Work item — Transcribe every entry precisely, omitting nothing.

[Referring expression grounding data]
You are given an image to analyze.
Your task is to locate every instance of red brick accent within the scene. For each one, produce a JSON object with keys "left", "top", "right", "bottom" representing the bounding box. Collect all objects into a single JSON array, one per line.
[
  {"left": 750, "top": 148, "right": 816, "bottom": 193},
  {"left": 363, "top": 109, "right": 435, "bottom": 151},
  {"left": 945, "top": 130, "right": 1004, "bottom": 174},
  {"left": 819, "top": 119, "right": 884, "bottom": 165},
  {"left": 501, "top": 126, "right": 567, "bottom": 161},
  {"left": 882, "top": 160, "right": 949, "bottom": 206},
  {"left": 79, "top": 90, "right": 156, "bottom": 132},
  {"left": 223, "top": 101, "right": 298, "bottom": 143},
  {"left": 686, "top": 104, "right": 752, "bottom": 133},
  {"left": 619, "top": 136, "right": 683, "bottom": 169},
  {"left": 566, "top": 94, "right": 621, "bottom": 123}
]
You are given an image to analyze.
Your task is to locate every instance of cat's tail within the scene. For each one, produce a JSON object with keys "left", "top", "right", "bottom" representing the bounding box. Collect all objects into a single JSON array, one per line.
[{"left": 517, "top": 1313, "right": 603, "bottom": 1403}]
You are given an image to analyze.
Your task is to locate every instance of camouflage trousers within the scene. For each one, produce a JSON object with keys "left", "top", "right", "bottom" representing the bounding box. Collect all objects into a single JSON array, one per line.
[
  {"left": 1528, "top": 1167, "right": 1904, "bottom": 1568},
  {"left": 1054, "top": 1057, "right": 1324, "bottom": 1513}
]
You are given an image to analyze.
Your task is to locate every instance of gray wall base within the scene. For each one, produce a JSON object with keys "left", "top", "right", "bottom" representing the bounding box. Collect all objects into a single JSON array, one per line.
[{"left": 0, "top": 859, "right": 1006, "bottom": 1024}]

Response below —
You are given an image to analyze.
Your task is to locate every instance of red brick accent within the scene. For each one, produce a JSON object with keys "left", "top", "right", "bottom" representing the bounding box. Collect all objects into a single JSON array, one per line.
[
  {"left": 750, "top": 148, "right": 816, "bottom": 193},
  {"left": 363, "top": 109, "right": 435, "bottom": 151},
  {"left": 945, "top": 130, "right": 1004, "bottom": 174},
  {"left": 819, "top": 119, "right": 884, "bottom": 165},
  {"left": 501, "top": 126, "right": 567, "bottom": 161},
  {"left": 882, "top": 160, "right": 949, "bottom": 206},
  {"left": 79, "top": 90, "right": 156, "bottom": 132},
  {"left": 223, "top": 101, "right": 298, "bottom": 143},
  {"left": 686, "top": 104, "right": 752, "bottom": 133},
  {"left": 619, "top": 136, "right": 683, "bottom": 169},
  {"left": 566, "top": 94, "right": 621, "bottom": 123}
]
You are given an image to analyze.
Your task is to locate every instance of cat's tail within the scene. For each one, produce a JSON object with keys "left", "top", "right", "bottom" representing the bounding box. Collect all objects into a single JSON array, one per line.
[{"left": 517, "top": 1313, "right": 603, "bottom": 1403}]
You are given an image to analyze.
Your task is to locate every instance of camouflage trousers within the scene. For each one, produce a JSON object with keys "left", "top", "right", "bottom" representing the bounding box. Collect all objects into a single JSON array, one per line.
[
  {"left": 1528, "top": 1167, "right": 1904, "bottom": 1568},
  {"left": 1054, "top": 1057, "right": 1324, "bottom": 1513}
]
You are given an image to analyze.
Your task is to locate every instance of gray wall base within the scene. For each one, produce a JSON object with keys "left", "top", "right", "bottom" representing the bounding box. Collect all objects into a single JSON array, one per line.
[{"left": 0, "top": 859, "right": 1006, "bottom": 1024}]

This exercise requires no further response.